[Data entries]
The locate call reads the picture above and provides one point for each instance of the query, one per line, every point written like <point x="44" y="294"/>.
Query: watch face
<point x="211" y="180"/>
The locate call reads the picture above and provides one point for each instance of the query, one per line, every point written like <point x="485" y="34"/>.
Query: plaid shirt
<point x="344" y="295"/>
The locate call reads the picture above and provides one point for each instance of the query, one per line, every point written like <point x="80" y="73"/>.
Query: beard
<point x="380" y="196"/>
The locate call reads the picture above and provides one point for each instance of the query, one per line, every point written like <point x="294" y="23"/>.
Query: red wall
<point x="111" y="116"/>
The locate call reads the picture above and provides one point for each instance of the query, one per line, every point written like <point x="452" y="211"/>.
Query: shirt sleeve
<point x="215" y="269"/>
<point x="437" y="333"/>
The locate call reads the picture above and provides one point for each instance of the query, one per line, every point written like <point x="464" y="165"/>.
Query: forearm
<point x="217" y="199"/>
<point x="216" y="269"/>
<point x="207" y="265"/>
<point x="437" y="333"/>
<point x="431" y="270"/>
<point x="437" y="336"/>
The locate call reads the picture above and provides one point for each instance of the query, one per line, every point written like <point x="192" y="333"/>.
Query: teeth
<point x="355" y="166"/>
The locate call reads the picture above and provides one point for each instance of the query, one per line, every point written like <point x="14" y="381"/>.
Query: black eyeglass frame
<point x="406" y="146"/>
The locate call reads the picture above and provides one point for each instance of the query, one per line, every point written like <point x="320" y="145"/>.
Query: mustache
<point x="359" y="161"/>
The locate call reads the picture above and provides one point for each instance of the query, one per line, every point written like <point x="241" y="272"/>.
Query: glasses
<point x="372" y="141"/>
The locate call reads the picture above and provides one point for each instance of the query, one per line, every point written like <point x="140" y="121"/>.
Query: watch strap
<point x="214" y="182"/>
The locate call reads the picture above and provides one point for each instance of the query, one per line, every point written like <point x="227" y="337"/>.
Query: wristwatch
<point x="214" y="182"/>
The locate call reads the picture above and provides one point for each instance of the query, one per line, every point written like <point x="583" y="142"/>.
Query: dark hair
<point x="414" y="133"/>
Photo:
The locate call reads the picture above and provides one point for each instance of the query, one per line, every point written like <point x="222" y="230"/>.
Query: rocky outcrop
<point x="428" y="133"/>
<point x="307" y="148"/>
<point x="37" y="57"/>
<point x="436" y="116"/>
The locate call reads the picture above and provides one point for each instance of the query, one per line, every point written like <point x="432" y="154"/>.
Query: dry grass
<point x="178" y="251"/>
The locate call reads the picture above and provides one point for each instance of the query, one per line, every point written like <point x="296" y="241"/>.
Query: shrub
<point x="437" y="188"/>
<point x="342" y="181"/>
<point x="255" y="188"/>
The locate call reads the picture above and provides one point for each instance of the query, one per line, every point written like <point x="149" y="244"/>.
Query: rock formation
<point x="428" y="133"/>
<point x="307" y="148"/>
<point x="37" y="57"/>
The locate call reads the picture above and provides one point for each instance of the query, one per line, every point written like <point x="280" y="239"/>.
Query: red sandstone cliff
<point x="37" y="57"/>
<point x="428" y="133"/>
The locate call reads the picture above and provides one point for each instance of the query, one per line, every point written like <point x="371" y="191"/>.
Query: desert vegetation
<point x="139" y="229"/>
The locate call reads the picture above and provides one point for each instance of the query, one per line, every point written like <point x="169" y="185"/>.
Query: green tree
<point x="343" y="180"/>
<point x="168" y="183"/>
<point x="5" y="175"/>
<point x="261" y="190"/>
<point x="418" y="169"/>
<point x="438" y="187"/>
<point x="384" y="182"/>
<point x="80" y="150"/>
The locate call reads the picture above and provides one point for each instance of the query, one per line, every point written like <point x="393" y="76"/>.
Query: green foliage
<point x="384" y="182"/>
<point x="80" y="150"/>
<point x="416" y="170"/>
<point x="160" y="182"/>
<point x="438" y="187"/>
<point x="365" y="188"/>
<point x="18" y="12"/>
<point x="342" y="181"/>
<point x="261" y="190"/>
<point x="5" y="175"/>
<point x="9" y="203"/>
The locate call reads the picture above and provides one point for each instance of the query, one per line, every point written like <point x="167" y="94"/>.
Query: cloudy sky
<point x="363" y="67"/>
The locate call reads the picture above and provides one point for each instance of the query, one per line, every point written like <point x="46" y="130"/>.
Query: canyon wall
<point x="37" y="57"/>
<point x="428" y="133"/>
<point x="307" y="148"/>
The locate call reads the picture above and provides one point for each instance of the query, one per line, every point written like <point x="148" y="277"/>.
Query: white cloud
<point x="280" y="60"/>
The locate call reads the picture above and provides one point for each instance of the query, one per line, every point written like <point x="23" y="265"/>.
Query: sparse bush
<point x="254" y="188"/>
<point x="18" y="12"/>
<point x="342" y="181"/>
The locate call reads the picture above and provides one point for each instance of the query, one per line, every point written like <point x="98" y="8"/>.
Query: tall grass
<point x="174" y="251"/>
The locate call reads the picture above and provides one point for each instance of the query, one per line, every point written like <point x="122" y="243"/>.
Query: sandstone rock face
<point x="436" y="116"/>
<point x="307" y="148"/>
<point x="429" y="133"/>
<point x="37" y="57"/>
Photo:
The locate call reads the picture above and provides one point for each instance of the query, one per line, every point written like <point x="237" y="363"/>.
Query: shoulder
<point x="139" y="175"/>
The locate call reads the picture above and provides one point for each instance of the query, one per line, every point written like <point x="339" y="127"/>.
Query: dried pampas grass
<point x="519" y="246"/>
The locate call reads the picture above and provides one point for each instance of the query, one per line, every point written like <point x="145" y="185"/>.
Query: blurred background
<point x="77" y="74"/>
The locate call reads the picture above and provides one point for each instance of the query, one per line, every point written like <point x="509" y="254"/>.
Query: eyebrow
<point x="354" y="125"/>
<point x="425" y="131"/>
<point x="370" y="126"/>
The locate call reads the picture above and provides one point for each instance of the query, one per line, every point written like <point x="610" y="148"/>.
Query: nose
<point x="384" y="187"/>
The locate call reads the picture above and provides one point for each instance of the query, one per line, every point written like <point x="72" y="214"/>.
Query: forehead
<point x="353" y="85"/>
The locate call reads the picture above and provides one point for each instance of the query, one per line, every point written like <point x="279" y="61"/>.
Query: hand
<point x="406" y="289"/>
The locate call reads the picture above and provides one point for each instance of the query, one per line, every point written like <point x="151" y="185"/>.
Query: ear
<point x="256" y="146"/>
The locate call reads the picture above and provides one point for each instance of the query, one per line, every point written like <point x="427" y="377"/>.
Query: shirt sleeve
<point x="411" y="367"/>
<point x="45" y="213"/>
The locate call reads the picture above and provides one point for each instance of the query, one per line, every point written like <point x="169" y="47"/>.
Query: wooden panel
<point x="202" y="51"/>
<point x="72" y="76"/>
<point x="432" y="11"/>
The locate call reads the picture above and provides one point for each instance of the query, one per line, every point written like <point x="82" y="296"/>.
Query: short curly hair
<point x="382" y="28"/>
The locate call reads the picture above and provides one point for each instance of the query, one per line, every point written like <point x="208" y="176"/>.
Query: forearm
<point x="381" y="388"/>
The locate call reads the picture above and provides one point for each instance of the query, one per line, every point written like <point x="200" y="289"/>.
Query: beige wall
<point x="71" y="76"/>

[Exercise objective] Retype each of the preceding records exactly as printed.

[Answer to this exercise]
The locate call reads the picture above and provides one point for each instance of the query, one per line, every point written like <point x="44" y="294"/>.
Query: watch face
<point x="211" y="180"/>
The locate call reads the picture above and provides one point for each instance of the query, one per line, every point written like <point x="485" y="34"/>.
Query: plaid shirt
<point x="344" y="295"/>
The locate call reads the picture above and provides one point for each instance of the query, one per line, every point written like <point x="80" y="73"/>.
Query: beard
<point x="380" y="196"/>
The locate call reads the picture above and provides one point for each instance of the query, one per line, every point written like <point x="294" y="23"/>.
Query: red wall
<point x="111" y="116"/>
The locate call reads the picture above and provides one point for each instance of the query, one per line, every point written like <point x="452" y="211"/>.
Query: shirt sleeve
<point x="215" y="269"/>
<point x="437" y="333"/>
The locate call reads the picture above and provides one point for each instance of the query, one per line, every point written like <point x="464" y="165"/>.
Query: forearm
<point x="217" y="199"/>
<point x="216" y="269"/>
<point x="207" y="265"/>
<point x="437" y="333"/>
<point x="431" y="270"/>
<point x="437" y="336"/>
The locate call reads the picture above and provides one point for each instance of the query, one per line, every point written like <point x="192" y="333"/>.
Query: teeth
<point x="355" y="166"/>
The locate call reads the picture above and provides one point for each instance of the query, one per line, every point written like <point x="14" y="381"/>.
Query: black eyeglass frame
<point x="406" y="146"/>
The locate call reads the picture above and provides one point for each instance of the query, one per line, every point written like <point x="320" y="145"/>.
Query: mustache
<point x="359" y="161"/>
The locate call reads the picture above and provides one point for each instance of the query, one per line, every point written like <point x="241" y="272"/>.
Query: glasses
<point x="372" y="141"/>
The locate call reads the picture above and provides one point for each instance of the query, one per line, every point written like <point x="140" y="121"/>.
Query: watch strap
<point x="214" y="182"/>
The locate call reads the picture above and provides one point for each instance of the query, one per line, every point written like <point x="227" y="337"/>.
Query: wristwatch
<point x="214" y="182"/>
The locate call reads the picture above and provides one point for each instance of the query, one per line, every point written like <point x="583" y="142"/>.
Query: dark hair
<point x="414" y="133"/>
Photo:
The locate call reads the picture above and provides one point for each instance of the query, one per line, every point written like <point x="222" y="230"/>.
Query: rocky outcrop
<point x="428" y="133"/>
<point x="307" y="148"/>
<point x="37" y="57"/>
<point x="436" y="116"/>
The locate call reads the picture above and provides one point for each instance of the query, one per line, every point written like <point x="432" y="154"/>.
Query: dry grass
<point x="178" y="251"/>
The locate call reads the picture above and provides one point for each instance of the query, one per line, every point written like <point x="296" y="241"/>.
Query: shrub
<point x="437" y="188"/>
<point x="342" y="181"/>
<point x="255" y="188"/>
The locate call reads the picture above and provides one point for each instance of the query, one per line, every point written like <point x="149" y="244"/>.
Query: rock formation
<point x="428" y="133"/>
<point x="307" y="148"/>
<point x="37" y="57"/>
The locate call reads the picture above and provides one point for each instance of the query, one per line, every point written like <point x="280" y="239"/>.
Query: red sandstone cliff
<point x="37" y="57"/>
<point x="428" y="133"/>
The locate call reads the picture above and provides one point for each instance of the query, one per line, every point written like <point x="371" y="191"/>.
Query: desert vegetation
<point x="139" y="229"/>
The locate call reads the picture above and provides one point for each instance of the query, one per line, every point written like <point x="169" y="185"/>.
Query: green tree
<point x="343" y="180"/>
<point x="168" y="183"/>
<point x="5" y="175"/>
<point x="261" y="190"/>
<point x="418" y="169"/>
<point x="438" y="187"/>
<point x="384" y="182"/>
<point x="80" y="150"/>
The locate call reads the picture above and provides one point for each instance of the query, one per line, every point written like <point x="393" y="76"/>.
Query: green foliage
<point x="384" y="182"/>
<point x="80" y="150"/>
<point x="416" y="170"/>
<point x="160" y="182"/>
<point x="438" y="187"/>
<point x="365" y="188"/>
<point x="18" y="12"/>
<point x="342" y="181"/>
<point x="261" y="190"/>
<point x="5" y="175"/>
<point x="9" y="203"/>
The locate call reads the picture above and provides one point for each instance of the query, one per line, every point written like <point x="167" y="94"/>.
Query: cloudy sky
<point x="363" y="67"/>
The locate call reads the picture above and provides one point for each instance of the query, one per line, every point written like <point x="46" y="130"/>.
Query: canyon wall
<point x="37" y="57"/>
<point x="428" y="133"/>
<point x="307" y="148"/>
The locate call reads the picture above and provides one point for each instance of the query, one per line, every point written like <point x="148" y="277"/>.
Query: white cloud
<point x="280" y="60"/>
The locate call reads the picture above and provides one point for each instance of the query, one per line, every point written like <point x="23" y="265"/>.
Query: sparse bush
<point x="254" y="188"/>
<point x="18" y="12"/>
<point x="342" y="181"/>
The locate call reads the picture above and provides one point for each instance of the query, one per line, every point written like <point x="98" y="8"/>.
Query: tall grass
<point x="174" y="251"/>
The locate call reads the picture above and provides one point for each instance of the query, one per line, every point written like <point x="122" y="243"/>.
Query: sandstone rock face
<point x="436" y="116"/>
<point x="307" y="148"/>
<point x="429" y="133"/>
<point x="37" y="57"/>
Photo:
The locate call reads the picture above and provides one point for each instance of the query, one per line, every point written like <point x="237" y="363"/>.
Query: shoulder
<point x="139" y="175"/>
The locate call reads the picture above and provides one point for each instance of the query, one per line, every point written like <point x="339" y="127"/>.
Query: dried pampas grass
<point x="519" y="246"/>
The locate call reads the picture above and provides one point for each instance of the query, one per line, every point written like <point x="145" y="185"/>.
Query: blurred background
<point x="77" y="74"/>
The locate call reads the picture above and provides one point for each instance of the query, one per line, every point written like <point x="509" y="254"/>.
Query: eyebrow
<point x="354" y="125"/>
<point x="425" y="131"/>
<point x="370" y="126"/>
The locate call reads the picture above and provides one point for each instance of the query, one per line, every point written like <point x="610" y="148"/>.
Query: nose
<point x="384" y="187"/>
The locate call reads the picture above and provides one point for each instance of the query, one per line, every point written like <point x="72" y="214"/>.
Query: forehead
<point x="353" y="85"/>
The locate call reads the picture above and provides one point for each instance of the query, one per line, every point written like <point x="279" y="61"/>.
Query: hand
<point x="406" y="289"/>
The locate call reads the picture above and provides one point for each instance of the query, one per line, every point written like <point x="151" y="185"/>.
Query: ear
<point x="256" y="146"/>
The locate call reads the picture above and provides one point for each instance of the query, one per line, every point written like <point x="427" y="377"/>.
Query: shirt sleeve
<point x="411" y="367"/>
<point x="45" y="213"/>
The locate call reads the picture above and provides one point for each instance of the query, one per line, every point written like <point x="169" y="47"/>.
Query: wooden panel
<point x="202" y="51"/>
<point x="72" y="76"/>
<point x="432" y="11"/>
The locate call reads the picture above and provides one point for each instance of the query, one per line, every point written like <point x="82" y="296"/>.
Query: short curly hair
<point x="382" y="28"/>
The locate call reads the picture above and provides one point for each instance of the query, one per line, every point written like <point x="208" y="176"/>.
Query: forearm
<point x="381" y="388"/>
The locate call reads the picture above and provides one point for each instance of the query, one per line, every point written like <point x="200" y="289"/>.
Query: beige wall
<point x="71" y="76"/>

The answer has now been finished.